• Aim of the exercise: Reproduce the text of all the records below verbatim, leaving out the pictures.

• Source material:

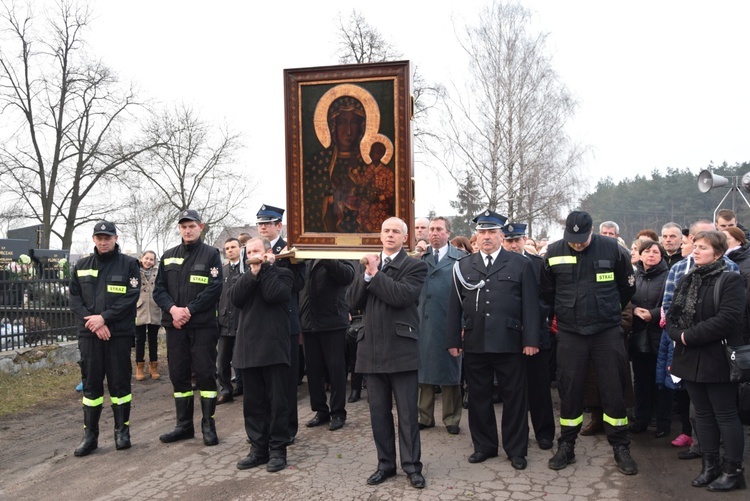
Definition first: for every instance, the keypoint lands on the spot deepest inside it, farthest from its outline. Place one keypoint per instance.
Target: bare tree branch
(506, 128)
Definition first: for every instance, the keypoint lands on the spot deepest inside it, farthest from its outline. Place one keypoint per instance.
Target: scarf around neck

• Answer to the exercise:
Definition first: for every instance, the keypoint lands on the spot deepest inside it, farthest from its outline. Place one keypoint per instance.
Target: bare tree branch
(506, 128)
Definition first: for every instance, the keypoint lands on the spot deepest inside it, farthest from its outline. Place one keypoint per instance.
Target: scarf around neck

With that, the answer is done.